Directions for this task
Format every one of the rows below as a Markdown table with the columns "No." and "Line", giving each non-blank line its own numbered entry and skipping blank lines.

Named object pointing rows
══════════

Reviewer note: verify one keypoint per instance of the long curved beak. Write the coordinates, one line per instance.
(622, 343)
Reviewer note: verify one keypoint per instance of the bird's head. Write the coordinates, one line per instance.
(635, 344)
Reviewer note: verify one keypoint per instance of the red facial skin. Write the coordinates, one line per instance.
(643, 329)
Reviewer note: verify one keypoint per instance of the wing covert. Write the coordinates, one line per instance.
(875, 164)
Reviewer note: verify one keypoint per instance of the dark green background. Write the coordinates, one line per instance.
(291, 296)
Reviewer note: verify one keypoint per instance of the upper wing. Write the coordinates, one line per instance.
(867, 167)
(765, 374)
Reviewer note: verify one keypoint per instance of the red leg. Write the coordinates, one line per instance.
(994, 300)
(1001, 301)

══════════

Solution to this problem
| No. | Line |
|---|---|
| 1 | Reviewer note: verify one keypoint per instance of the long curved beak. Write the coordinates, one line per instance. |
| 2 | (622, 343) |
| 3 | Reviewer note: verify one keypoint per instance of the bird's head. Write the coordinates, one line per instance. |
| 4 | (635, 344) |
| 5 | Reviewer note: verify one keypoint per instance of the red facial skin. Write the coordinates, one line per instance. |
| 6 | (643, 329) |
| 7 | Reviewer note: verify one keypoint per instance of the wing covert. Write the coordinates, one line per instance. |
| 8 | (875, 164) |
| 9 | Reviewer note: verify one keypoint per instance of the dark green background. Write the coordinates, one line per instance. |
| 10 | (291, 296) |
| 11 | Reviewer note: verify one keypoint per instance of the upper wing. Write the coordinates, one line per instance. |
| 12 | (867, 167) |
| 13 | (765, 374) |
| 14 | Reviewer note: verify one keypoint per instance of the red leg. Write the coordinates, one line per instance. |
| 15 | (994, 300) |
| 16 | (1001, 301) |